11 out of 13 people found this review helpful.

I Can See Why it Was Awarded a Pulitzer Prize!

An Army at Dawn, The war in North Africa 1942-1943, by Richard Atkinson tells about the United States first involvement in World War II under code name, Operation Torch . It deals with the planning, shipping of troops to Africa, fighting and many more aspects of this hi...
An Army at Dawn, The war in North Africa 1942-1943, by Richard Atkinson tells about the United States first involvement in World War II under code name, Operation Torch . It deals with the planning, shipping of troops to Africa, fighting and many more aspects of this historical moment of the Second World War. It is a prized read, hence it won the Pulitzer Prize for journalism. This book goes into many details and covers all aspects of the campaign from General Eisenhower to the lowest private. This campaign was an incredible feat and little is known about it to the average American.

#####

* _WRITTEN REQUEST 1_: List the aspects of Operation Torch that the book review explicitly names as topics the book deals with.
* _WRITTEN REQUEST 2_: Repeat the stretch of the book review from "I Can See Why" through "of this hi...".

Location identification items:
#####

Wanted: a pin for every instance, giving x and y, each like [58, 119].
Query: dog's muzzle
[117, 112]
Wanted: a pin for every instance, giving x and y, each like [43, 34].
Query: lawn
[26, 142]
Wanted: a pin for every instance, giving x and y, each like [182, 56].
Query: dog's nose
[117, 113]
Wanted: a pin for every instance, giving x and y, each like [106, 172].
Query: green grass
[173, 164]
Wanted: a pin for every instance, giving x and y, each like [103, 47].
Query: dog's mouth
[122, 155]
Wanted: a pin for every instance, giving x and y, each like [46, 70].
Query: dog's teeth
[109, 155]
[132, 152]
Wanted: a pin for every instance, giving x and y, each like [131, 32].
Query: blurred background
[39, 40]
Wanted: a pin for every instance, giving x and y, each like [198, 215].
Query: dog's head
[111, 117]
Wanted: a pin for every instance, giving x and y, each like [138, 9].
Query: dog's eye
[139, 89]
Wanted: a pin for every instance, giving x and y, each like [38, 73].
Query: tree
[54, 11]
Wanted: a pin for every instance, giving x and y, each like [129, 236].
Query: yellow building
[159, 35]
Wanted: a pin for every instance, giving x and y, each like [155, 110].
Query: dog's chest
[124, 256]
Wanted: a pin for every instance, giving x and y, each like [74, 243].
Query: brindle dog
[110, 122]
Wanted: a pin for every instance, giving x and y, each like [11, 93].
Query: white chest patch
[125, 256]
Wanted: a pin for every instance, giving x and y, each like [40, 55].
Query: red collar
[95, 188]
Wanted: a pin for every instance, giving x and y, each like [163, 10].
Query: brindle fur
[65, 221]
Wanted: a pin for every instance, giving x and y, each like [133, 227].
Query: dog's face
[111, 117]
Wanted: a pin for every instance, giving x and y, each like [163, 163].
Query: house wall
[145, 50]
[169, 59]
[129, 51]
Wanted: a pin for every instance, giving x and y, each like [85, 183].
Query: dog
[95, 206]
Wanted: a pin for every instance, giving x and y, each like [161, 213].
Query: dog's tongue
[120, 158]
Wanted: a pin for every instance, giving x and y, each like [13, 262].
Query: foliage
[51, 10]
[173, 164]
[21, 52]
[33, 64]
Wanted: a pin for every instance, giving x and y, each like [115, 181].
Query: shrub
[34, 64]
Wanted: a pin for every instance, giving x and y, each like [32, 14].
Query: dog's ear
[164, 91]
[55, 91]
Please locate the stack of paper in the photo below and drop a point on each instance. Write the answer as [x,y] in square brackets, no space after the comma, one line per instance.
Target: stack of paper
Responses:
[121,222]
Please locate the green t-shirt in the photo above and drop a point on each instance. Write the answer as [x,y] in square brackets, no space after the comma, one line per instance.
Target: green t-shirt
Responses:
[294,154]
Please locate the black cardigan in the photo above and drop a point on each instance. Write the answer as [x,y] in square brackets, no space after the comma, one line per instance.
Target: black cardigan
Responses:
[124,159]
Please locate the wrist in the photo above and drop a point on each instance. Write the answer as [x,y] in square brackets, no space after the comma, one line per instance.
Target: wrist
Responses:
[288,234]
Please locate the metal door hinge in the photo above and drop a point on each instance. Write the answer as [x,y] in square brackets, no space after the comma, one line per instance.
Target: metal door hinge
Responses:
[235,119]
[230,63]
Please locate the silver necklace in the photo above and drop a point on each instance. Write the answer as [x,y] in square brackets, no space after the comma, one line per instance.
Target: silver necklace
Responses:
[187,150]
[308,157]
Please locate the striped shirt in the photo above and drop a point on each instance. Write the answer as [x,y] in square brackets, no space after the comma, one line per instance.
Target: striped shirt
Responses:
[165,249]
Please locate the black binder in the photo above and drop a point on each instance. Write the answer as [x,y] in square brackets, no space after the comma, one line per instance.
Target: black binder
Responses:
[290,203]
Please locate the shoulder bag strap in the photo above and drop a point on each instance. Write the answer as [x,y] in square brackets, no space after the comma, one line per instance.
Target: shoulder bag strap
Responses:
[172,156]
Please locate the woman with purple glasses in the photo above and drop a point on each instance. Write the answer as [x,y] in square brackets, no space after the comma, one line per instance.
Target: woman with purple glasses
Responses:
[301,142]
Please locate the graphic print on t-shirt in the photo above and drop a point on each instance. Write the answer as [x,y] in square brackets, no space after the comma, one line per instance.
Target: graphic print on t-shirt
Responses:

#####

* _WRITTEN SOLUTION 1_:
the planning
shipping of troops to Africa
fighting

* _WRITTEN SOLUTION 2_:
I Can See Why it Was Awarded a Pulitzer Prize!

An Army at Dawn, The war in North Africa 1942-1943, by Richard Atkinson tells about the United States first involvement in World War II under code name, Operation Torch . It deals with the planning, shipping of troops to Africa, fighting and many more aspects of this hi...